PARTS OF THE EXERCISE ▸
**1.** Reproduce the stretch of the essay on reading Asimov from "Reading Asimov in" through "a final hell.".
**2.** List every named character from "Galley Slave" that the essay on reading Asimov mentions.
**3.** In one to three sentences, explain why the essay on reading Asimov says that Easy's alleged harm to Ninheimer's reputation seems as if it could not have happened.

QUOTED PASSAGE ▸

###

Reading Asimov in the days of LLMs

While the articles in my headspace and in my group chat were entitled “Dispatches from the Possibly Last Days of Human Relevance”1 and “AI Is a Meteor. Don’t Be a Dinosaur”2, I read Asimov’s robot short stories and found this passage:

Your robot takes over the galleys. Soon it, or other robots, would take over the original checking of passages, perhaps even the deduction of conclusions. What would that leave the scholar? One thing only — the barren decisions concerning what orders to give the robot next! I want to save the future generations of the world of scholarship from such a final hell.

While this quote speaks directly to our current discourse about the use of generative AI, this story appeared in 1957. Everything really has all been said before; Emerson wrote “Old and new make the warp and woof of every moment. […] The originals are not original.”; before him, Shakespeare wrote “Show me your image in some antique book”; and even before, Chaucer wrote “And out of olde bokes, in good feyth, / Cometh al this newe science that men lere”.

“Galley Slave” is a courtroom drama. A robot named Easy (or EZ-27) has been leased to a university to proofread galleys, the drudge-work of scholarship. A sociology professor, Simon Ninheimer, sues the robot’s manufacturer, claiming Easy has destroyed his reputation by altering the text of his book to misrepresent the work of his colleagues. The First Law of Robotics forbids Easy from harming a human, and destroying a scholar’s reputation is harm, so how could this have happened? Spoiler alert: the answer, which the robopsychologist Susan Calvin — a recurring character in these robot stories — deduces, is that Ninheimer instructed Easy to do it, to bring the trial about. Ninheimer speaks the quoted passage to Calvin, during their conversation at the close.

###

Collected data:
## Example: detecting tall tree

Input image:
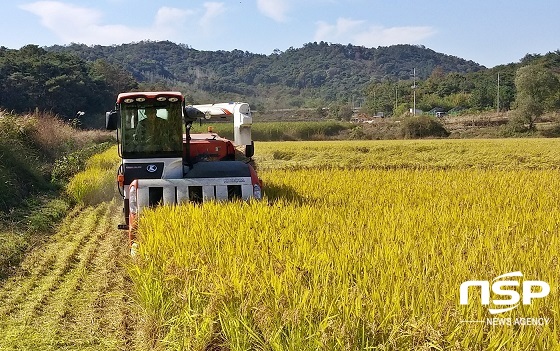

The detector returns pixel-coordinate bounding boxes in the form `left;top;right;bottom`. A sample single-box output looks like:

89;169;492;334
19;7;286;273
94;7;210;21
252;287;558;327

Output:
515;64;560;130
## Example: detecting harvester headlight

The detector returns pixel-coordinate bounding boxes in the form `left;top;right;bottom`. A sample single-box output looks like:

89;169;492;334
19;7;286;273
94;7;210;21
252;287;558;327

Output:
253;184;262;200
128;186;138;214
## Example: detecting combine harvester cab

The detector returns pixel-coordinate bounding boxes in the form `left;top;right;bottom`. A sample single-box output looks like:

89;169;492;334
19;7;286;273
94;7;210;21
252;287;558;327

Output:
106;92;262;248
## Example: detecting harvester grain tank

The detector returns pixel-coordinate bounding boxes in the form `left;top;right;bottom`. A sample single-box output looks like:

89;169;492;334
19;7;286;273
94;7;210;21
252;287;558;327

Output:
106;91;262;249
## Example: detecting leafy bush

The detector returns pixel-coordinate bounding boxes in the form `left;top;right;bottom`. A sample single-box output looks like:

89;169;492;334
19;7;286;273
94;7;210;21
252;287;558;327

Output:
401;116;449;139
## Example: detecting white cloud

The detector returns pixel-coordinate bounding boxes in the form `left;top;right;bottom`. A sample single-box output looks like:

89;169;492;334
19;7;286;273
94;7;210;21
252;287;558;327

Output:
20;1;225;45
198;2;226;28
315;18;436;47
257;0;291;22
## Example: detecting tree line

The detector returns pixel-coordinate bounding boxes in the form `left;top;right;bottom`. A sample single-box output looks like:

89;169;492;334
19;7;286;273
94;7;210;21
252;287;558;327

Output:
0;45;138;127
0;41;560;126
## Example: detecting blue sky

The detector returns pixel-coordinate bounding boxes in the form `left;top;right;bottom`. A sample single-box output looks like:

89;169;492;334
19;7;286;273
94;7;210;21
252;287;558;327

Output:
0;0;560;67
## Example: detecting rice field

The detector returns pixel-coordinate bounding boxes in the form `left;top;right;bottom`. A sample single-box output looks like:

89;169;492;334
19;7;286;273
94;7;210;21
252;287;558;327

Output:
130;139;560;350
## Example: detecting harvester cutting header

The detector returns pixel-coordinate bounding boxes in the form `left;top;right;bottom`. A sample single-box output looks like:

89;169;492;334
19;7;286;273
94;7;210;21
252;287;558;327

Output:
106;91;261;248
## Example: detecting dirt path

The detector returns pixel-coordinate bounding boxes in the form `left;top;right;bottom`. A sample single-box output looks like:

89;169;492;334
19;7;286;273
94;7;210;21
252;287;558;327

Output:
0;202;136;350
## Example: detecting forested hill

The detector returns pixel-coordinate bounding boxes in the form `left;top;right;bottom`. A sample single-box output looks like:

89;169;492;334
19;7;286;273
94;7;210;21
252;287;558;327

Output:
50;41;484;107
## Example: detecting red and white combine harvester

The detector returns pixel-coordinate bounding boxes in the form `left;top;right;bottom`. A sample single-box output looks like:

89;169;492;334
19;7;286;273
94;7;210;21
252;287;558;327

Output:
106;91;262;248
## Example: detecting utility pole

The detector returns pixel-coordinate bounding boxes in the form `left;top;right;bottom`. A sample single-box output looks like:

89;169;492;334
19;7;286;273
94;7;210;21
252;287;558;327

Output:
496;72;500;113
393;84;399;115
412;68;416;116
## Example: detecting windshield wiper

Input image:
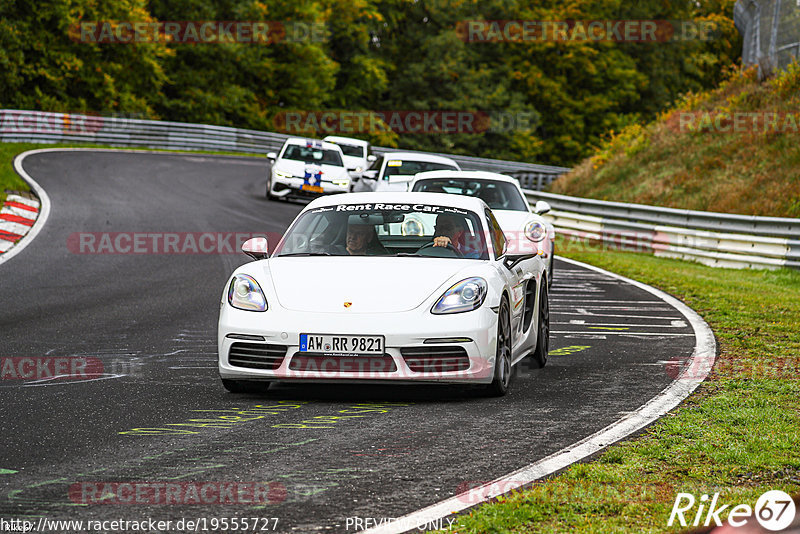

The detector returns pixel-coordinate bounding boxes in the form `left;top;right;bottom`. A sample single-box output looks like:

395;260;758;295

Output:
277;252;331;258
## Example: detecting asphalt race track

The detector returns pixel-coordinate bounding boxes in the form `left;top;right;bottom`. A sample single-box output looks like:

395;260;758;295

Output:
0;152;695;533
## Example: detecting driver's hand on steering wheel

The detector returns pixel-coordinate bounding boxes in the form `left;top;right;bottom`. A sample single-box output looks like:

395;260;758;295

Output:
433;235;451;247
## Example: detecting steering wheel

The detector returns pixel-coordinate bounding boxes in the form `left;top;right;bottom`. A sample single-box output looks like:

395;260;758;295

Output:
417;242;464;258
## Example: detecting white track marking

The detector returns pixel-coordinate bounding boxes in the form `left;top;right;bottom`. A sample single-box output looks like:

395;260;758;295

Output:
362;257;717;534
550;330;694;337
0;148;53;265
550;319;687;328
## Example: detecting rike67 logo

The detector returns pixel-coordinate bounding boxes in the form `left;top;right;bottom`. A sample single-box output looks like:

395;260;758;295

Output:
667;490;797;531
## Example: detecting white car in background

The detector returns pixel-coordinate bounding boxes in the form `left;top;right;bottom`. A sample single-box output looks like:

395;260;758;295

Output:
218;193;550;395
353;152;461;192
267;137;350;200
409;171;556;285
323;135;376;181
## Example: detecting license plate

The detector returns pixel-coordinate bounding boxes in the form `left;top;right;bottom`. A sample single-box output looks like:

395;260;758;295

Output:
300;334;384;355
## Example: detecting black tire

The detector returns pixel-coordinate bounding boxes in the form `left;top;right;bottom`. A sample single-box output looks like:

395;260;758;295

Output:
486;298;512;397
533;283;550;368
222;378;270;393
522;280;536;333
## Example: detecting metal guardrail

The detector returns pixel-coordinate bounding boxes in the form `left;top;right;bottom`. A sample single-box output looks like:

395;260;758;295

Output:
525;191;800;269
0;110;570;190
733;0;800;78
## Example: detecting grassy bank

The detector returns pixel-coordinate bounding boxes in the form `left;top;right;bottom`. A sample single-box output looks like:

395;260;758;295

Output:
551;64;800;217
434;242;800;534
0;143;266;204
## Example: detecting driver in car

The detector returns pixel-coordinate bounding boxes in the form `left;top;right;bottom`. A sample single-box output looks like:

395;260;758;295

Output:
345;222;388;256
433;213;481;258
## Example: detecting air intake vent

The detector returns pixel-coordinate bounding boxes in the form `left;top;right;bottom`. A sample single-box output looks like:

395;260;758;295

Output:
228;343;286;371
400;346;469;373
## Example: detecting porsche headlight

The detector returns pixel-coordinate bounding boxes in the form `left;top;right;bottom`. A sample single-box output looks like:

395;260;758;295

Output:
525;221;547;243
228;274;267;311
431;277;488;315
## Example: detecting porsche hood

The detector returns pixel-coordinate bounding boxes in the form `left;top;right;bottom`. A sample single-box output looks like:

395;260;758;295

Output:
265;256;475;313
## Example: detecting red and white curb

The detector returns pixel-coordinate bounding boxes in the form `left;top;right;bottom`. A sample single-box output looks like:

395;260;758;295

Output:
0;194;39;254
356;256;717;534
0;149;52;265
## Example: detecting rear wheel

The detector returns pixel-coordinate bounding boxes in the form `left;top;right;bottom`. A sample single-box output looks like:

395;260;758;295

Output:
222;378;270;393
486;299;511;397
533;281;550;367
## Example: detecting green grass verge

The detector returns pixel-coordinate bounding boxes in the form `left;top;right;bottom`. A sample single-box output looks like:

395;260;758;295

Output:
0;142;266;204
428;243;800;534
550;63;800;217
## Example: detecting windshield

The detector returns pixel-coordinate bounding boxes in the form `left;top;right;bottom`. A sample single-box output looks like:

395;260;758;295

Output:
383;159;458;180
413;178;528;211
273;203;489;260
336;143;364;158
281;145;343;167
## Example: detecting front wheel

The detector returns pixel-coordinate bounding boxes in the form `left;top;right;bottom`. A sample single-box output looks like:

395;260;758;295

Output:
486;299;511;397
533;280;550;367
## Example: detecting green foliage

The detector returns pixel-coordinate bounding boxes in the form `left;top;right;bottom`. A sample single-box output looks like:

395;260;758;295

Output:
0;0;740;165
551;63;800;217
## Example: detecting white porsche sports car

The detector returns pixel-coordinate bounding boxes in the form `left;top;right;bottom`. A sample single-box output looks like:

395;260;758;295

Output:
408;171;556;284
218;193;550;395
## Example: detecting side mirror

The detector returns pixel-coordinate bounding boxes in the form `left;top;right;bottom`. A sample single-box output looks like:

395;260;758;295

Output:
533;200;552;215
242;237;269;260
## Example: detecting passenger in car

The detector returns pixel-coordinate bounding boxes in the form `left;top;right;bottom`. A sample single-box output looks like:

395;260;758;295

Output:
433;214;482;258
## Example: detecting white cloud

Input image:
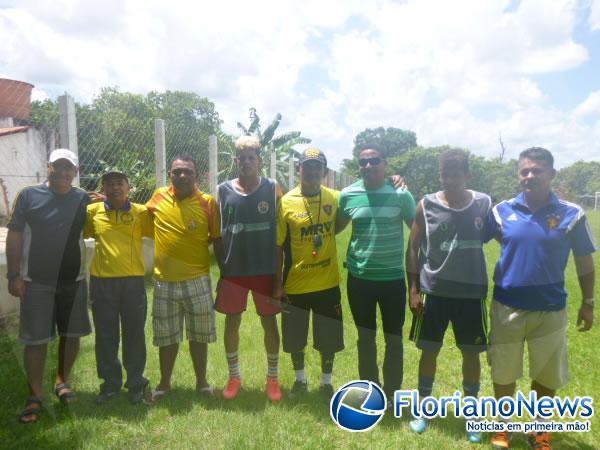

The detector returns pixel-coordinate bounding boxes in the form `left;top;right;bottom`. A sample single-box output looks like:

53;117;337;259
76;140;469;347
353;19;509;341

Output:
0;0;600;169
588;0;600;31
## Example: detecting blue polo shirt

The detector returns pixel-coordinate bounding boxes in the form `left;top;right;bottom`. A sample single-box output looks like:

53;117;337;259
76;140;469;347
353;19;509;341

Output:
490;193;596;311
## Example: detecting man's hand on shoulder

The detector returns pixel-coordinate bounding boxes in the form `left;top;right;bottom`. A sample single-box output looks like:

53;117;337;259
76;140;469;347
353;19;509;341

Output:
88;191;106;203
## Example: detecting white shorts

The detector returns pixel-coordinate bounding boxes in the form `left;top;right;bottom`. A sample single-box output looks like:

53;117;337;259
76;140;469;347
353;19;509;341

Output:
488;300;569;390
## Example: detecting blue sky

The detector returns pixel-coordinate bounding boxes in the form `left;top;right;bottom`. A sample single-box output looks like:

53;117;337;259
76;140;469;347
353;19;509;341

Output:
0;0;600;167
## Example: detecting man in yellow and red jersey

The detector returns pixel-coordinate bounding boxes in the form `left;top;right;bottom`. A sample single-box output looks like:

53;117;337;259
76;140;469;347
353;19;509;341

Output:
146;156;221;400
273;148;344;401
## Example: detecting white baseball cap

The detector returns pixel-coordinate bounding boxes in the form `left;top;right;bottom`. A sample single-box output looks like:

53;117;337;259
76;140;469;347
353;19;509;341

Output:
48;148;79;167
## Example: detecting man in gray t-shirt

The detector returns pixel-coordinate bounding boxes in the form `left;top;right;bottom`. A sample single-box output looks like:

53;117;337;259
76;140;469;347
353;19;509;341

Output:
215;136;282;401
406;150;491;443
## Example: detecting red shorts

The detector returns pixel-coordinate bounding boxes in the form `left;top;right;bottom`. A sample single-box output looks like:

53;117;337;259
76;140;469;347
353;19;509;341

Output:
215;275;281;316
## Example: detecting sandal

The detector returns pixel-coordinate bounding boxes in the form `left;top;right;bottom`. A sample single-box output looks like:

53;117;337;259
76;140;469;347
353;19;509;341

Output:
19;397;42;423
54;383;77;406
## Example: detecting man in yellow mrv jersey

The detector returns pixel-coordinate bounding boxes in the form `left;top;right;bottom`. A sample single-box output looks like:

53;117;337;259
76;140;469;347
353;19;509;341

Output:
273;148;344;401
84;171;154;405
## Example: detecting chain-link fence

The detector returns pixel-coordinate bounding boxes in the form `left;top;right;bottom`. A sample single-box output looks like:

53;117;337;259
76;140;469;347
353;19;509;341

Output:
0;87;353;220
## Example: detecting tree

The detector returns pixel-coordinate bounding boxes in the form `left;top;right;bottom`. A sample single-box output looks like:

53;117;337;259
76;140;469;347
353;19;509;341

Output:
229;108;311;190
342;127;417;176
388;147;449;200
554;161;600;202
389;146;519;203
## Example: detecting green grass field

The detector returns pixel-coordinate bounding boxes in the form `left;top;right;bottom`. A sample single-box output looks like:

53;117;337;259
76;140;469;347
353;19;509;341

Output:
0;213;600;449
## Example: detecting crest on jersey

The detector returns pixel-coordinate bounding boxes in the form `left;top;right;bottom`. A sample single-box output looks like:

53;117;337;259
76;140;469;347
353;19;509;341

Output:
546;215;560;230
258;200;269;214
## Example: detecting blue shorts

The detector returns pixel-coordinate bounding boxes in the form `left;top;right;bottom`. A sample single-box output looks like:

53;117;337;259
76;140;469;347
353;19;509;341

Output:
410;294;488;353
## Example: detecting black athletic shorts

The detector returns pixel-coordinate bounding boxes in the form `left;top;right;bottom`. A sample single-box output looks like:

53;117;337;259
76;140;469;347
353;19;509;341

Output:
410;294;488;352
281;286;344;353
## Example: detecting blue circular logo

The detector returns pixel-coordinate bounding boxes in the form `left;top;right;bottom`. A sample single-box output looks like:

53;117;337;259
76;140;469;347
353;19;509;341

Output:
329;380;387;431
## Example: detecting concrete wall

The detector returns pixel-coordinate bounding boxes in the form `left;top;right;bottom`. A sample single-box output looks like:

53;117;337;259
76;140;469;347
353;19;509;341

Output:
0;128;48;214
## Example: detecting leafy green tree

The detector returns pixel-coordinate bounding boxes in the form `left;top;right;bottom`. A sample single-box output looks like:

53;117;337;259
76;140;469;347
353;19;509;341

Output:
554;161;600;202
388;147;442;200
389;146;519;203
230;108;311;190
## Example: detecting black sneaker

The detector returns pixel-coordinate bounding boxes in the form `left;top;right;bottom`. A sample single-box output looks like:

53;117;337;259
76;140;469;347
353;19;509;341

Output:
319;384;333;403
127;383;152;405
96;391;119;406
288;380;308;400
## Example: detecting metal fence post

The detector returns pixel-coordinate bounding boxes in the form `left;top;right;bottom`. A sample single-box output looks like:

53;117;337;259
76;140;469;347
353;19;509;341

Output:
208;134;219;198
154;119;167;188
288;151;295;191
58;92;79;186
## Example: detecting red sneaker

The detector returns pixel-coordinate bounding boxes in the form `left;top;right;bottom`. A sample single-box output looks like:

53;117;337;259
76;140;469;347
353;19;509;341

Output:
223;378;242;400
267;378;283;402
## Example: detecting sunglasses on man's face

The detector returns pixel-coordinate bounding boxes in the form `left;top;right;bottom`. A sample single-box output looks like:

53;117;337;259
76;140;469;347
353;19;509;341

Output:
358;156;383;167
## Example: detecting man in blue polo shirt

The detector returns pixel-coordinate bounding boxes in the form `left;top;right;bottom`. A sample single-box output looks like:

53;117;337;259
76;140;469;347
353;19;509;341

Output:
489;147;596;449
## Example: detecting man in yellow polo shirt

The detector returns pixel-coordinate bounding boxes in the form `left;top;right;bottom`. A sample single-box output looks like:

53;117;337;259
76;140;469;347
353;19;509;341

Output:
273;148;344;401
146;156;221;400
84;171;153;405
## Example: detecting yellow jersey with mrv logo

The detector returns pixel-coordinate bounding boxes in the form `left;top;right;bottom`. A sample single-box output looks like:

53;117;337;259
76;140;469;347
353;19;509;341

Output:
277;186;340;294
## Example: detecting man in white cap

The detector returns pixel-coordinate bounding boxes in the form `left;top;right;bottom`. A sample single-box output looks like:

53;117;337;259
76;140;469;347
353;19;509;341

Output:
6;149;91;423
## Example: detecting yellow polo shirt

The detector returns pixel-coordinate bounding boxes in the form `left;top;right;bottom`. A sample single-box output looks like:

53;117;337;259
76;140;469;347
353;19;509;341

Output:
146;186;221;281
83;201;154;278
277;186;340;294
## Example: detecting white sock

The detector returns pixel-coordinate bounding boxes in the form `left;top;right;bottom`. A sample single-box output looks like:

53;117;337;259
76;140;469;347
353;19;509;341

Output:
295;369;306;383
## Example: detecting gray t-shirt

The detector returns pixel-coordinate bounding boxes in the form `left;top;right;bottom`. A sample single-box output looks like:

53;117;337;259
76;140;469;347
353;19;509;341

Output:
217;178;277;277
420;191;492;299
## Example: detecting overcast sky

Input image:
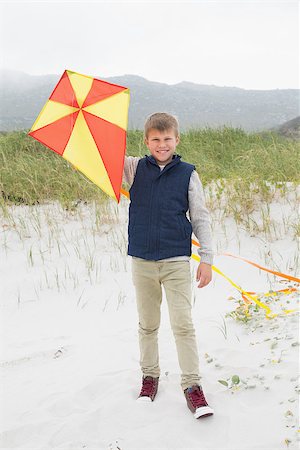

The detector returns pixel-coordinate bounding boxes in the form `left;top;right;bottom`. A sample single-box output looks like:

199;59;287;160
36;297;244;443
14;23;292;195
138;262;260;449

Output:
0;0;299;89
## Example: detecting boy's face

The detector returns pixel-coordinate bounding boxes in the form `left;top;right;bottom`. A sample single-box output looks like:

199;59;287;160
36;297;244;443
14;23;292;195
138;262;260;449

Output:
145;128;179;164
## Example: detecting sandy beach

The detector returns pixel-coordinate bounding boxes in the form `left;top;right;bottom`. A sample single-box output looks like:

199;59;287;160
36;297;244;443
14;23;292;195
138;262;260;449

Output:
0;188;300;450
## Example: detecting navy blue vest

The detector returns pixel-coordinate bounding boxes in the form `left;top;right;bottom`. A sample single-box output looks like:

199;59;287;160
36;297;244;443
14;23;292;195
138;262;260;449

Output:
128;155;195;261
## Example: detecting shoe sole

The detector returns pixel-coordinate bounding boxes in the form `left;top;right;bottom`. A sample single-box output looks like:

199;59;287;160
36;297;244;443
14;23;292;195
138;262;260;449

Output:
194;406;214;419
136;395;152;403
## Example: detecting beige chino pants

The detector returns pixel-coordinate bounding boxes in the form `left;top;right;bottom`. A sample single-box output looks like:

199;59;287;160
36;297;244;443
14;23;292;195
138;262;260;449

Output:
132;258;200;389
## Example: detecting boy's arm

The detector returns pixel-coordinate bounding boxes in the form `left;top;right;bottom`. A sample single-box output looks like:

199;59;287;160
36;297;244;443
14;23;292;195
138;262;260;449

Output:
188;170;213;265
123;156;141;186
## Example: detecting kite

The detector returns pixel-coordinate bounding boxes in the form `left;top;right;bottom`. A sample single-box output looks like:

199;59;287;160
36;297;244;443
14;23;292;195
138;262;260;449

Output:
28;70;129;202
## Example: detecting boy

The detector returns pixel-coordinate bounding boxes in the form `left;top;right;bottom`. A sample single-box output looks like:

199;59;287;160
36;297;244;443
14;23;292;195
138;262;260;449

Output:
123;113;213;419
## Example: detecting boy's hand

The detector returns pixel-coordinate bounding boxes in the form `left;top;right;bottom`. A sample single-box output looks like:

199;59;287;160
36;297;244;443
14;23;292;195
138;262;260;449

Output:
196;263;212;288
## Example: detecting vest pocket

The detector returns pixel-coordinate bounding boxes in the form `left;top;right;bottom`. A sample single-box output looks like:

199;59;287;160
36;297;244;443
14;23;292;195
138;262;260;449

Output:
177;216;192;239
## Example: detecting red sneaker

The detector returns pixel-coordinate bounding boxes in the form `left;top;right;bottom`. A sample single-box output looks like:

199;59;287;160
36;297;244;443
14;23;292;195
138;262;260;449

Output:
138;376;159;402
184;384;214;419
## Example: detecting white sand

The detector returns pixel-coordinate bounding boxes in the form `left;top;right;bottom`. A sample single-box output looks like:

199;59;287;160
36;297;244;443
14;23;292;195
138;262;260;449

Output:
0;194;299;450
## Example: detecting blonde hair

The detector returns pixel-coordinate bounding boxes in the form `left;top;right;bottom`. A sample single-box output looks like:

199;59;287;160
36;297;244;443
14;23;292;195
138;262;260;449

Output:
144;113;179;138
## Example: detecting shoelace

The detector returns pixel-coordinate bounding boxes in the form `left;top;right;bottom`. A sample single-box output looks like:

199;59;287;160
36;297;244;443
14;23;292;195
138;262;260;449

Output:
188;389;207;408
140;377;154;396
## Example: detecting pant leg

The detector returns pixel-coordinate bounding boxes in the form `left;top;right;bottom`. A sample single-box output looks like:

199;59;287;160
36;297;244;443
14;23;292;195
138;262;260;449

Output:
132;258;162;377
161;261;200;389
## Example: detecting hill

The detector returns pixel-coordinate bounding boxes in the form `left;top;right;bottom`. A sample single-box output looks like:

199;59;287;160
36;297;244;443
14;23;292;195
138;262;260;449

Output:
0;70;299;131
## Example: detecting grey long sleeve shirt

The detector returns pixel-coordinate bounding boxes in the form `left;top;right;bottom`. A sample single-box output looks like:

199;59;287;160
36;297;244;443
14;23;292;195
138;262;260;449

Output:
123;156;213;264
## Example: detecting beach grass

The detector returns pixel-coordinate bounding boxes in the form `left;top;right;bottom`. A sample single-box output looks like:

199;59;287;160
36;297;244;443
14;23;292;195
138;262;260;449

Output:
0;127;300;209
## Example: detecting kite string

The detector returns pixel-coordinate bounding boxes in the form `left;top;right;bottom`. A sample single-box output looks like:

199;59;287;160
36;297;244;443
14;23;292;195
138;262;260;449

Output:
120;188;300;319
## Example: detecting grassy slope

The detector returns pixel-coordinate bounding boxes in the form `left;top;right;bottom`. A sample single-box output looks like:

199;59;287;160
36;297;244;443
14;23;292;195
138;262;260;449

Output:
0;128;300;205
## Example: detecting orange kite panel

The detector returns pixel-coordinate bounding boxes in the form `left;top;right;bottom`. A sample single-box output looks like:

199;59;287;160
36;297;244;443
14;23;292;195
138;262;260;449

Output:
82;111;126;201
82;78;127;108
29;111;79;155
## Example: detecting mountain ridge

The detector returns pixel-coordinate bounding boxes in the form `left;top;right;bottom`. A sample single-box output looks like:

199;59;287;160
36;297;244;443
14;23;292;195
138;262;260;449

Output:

###

EXERCISE RESPONSES ▸
**1.**
Reading Asimov in the days of LLMs

While the articles in my headspace and in my group chat were entitled “Dispatches from the Possibly Last Days of Human Relevance”1 and “AI Is a Meteor. Don’t Be a Dinosaur”2, I read Asimov’s robot short stories and found this passage:

Your robot takes over the galleys. Soon it, or other robots, would take over the original checking of passages, perhaps even the deduction of conclusions. What would that leave the scholar? One thing only — the barren decisions concerning what orders to give the robot next! I want to save the future generations of the world of scholarship from such a final hell.

**2.**
Easy (EZ-27)
Simon Ninheimer
Susan Calvin

**3.** The First Law of Robotics forbids Easy from harming a human. Destroying a scholar's reputation counts as harm.